* **Passage given**
>>>

The social forums are meant to be an experiment in
democratic form, but the lack of structure too often
allows old left leaders to grab the limelight and give
the impression of speaking ‘on behalf of’ the
participants.
The global anti-war movement
In
2003 disagreements on global capitalism, and indeed
most ‘anti-capitalist’ activity, were overshadowed by
anti-war activism. There was widespread agreement
amongst anti-capitalist activists that, first, the war
on terror and the war on Iraq in particular were
linked to capitalist interests, and second, that
resisting the war was the more urgent matter.
But there was also a problem. In the campaign against
war on Iraq, the dominant figures have tended to fuse
distinct issues – corporate capitalism and social
inequality, United States hegemony, and the plight of
the Palestinian people. Many of the spokespeople of
the anti-war movement ignored the character of the
former Iraqi and Afghan regimes. Some, such as veteran
British socialist Tony Benn, even went so far as to
visit Saddam Hussein, associating themselves with the
genocidal dictator in their campaign against the war.
This radical worldview is not shared by many ordinary
people who took to the streets in protest against the
war.
Moreover, because the social forums and the anti-war
movements have emphasised self-organisation and/or
minimal structure, it has been relatively easy for
those on the traditional organised left to capture
dominant positions and to be allowed to act as
spokespeople.
It
is too early to assess whether the most recent
anti-war movement will be a lasting force in global
civil society. There is the risk that it will be
dominated by ‘rejectionists’, those who oppose the US
role in the world but offer no alternative
multilateralist mechanism for responding to
repression, human rights abuses, or even genocide.
Reasons to be cheerful
Despite this cautionary note, there is reason to be
optimistic about the future of the global civil
society movement.

<<<

* **Tasks to carry out**
a. Reproduce the passage on the anti-war movement word for word, starting at "Moreover, because the" and ending at "spokespeople.".
b. In the passage on the anti-war movement, which veteran British socialist is said to have visited Saddam Hussein?
The lines play no part in this exercise.

* **Supplied material**
>>>

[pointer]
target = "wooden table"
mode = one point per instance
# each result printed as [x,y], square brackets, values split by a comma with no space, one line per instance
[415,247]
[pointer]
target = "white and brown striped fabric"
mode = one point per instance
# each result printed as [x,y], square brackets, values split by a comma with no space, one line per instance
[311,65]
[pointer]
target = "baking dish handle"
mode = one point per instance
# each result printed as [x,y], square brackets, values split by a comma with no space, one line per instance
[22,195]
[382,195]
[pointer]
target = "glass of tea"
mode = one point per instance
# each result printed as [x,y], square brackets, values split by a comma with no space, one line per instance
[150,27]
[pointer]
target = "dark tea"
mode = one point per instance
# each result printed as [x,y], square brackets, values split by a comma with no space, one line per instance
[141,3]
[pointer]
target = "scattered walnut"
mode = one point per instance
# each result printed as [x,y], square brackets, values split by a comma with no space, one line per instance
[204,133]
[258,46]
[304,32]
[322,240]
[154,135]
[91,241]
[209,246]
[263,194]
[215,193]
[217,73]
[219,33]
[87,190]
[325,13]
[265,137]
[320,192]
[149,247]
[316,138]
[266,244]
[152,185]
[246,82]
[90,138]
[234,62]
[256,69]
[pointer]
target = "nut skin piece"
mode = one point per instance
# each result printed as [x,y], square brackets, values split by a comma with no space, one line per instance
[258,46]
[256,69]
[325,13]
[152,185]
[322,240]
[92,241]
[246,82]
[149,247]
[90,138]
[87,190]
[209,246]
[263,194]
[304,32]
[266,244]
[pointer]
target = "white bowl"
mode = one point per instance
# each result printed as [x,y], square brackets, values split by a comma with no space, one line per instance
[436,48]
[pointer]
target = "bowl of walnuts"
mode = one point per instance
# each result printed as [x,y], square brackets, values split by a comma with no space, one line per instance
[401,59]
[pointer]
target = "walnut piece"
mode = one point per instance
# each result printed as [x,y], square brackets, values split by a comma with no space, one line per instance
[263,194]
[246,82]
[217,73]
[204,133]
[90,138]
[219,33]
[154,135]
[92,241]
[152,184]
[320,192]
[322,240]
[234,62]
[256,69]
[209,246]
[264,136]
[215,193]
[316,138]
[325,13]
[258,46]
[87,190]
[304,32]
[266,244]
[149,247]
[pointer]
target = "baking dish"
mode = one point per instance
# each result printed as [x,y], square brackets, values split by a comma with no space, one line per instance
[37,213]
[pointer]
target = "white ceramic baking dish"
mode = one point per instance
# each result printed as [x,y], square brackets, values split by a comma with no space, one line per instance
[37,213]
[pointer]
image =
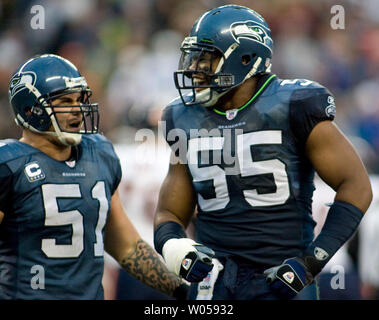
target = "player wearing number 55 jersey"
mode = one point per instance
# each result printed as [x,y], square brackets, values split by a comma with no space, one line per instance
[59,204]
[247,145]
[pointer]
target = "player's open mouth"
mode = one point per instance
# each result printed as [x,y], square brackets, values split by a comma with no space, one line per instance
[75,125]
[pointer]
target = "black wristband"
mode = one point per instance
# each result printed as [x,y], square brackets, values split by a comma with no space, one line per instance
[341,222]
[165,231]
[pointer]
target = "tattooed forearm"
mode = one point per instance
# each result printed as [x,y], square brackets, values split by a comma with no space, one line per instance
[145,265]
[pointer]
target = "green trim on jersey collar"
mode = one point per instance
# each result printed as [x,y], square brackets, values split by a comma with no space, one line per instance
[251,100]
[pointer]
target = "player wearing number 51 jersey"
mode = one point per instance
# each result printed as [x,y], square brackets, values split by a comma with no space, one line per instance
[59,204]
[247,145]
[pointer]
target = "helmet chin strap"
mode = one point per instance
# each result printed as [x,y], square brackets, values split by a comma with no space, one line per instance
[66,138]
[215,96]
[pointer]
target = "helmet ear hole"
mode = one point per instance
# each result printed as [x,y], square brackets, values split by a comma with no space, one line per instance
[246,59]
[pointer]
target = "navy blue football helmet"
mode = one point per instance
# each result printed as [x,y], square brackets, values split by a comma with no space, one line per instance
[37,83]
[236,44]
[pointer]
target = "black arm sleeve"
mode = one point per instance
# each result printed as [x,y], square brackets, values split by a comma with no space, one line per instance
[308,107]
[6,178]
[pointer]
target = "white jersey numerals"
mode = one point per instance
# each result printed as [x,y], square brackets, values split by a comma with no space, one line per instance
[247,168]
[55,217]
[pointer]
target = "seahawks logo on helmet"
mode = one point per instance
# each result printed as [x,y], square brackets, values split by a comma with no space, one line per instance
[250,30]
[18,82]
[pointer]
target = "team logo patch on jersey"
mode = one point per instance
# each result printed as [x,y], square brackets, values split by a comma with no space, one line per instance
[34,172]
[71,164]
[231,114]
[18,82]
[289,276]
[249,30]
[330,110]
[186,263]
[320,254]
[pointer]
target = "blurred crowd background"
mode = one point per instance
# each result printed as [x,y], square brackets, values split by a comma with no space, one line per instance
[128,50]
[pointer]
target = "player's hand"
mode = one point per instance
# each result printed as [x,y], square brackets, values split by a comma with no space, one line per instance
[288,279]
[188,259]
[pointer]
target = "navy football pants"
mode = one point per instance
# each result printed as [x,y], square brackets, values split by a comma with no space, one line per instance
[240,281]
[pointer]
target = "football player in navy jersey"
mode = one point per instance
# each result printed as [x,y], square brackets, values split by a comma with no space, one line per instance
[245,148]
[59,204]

<<<

* **Written answers**
a.
Moreover, because the social forums and the anti-war
movements have emphasised self-organisation and/or
minimal structure, it has been relatively easy for
those on the traditional organised left to capture
dominant positions and to be allowed to act as
spokespeople.

b. Tony Benn.